**DATA IN THIS EXERCISE**.
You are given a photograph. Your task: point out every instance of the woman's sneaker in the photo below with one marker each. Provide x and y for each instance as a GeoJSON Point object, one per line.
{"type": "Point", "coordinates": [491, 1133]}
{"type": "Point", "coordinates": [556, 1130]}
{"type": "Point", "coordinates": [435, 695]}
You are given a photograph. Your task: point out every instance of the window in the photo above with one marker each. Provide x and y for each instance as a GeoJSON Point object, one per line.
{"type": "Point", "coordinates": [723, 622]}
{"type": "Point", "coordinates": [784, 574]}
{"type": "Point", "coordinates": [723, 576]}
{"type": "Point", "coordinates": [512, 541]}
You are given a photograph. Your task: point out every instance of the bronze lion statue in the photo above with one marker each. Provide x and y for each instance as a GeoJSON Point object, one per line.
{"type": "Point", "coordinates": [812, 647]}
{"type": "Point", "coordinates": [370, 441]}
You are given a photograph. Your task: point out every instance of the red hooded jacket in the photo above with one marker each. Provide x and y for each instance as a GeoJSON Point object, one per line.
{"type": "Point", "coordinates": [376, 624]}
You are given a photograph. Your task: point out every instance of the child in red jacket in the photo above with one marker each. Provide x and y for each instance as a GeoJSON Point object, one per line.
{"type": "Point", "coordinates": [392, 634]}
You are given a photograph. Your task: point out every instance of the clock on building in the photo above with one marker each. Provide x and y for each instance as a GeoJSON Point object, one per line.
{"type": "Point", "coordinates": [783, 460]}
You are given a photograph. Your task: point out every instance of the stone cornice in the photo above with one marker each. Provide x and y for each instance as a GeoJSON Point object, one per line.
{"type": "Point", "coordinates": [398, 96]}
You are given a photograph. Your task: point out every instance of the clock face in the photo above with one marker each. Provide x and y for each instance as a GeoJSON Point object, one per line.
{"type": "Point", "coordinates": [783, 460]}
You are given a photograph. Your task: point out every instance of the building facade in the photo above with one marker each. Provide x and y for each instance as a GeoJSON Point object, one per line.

**TASK TO CARRY OUT**. Each entry above must be printed exactly as written.

**REPLY**.
You are given a photograph. Your task: point out every instance of the woman's sneaker in the photo below with one marker each. Provide x and y for each instance as a GeoJSON Point object, one per line.
{"type": "Point", "coordinates": [491, 1133]}
{"type": "Point", "coordinates": [556, 1130]}
{"type": "Point", "coordinates": [435, 695]}
You are given a photograph. Your task: point out every instance of the window in the photo above with one marker each. Provide x and y for each instance as a GeoJSON Point object, one per line.
{"type": "Point", "coordinates": [723, 622]}
{"type": "Point", "coordinates": [784, 574]}
{"type": "Point", "coordinates": [723, 576]}
{"type": "Point", "coordinates": [512, 541]}
You are given a photograph. Your task: point out every instance of the bronze lion statue in the photo above with one marker each. Provide x and y for each instance as a GeoJSON Point object, one per line.
{"type": "Point", "coordinates": [812, 647]}
{"type": "Point", "coordinates": [370, 441]}
You are given a photograph. Your task: point out every instance of the red hooded jacket in the photo above with one marker each. Provide x and y for each instance as a GeoJSON Point object, one per line.
{"type": "Point", "coordinates": [376, 624]}
You are given a photograph. Your task: point out every instance of the child in red jacket in the photo above with one marker each. Provide x and y for each instance as a GeoJSON Point object, one per line.
{"type": "Point", "coordinates": [392, 634]}
You are given a photograph. Your task: point out every instance of the clock on building in the photo above with one marker each. Provide x and y for each instance as a GeoJSON Point object, one per line.
{"type": "Point", "coordinates": [783, 460]}
You are given a photograph. Your task: point out every instance of the stone cornice in the photo above with one marker each. Provide x and y for each instance as a GeoJSON Point object, one per line.
{"type": "Point", "coordinates": [398, 96]}
You are given a photograph. Your task: point out every instance of the clock face in the photo above with one marker each. Provide x and y for each instance as a GeoJSON Point object, one per line.
{"type": "Point", "coordinates": [783, 460]}
You are given a photograph. Your task: point out every instance of the building facade in the photo above with one marker each. Provide x and y for each instance as a GeoJSON Point object, one per line.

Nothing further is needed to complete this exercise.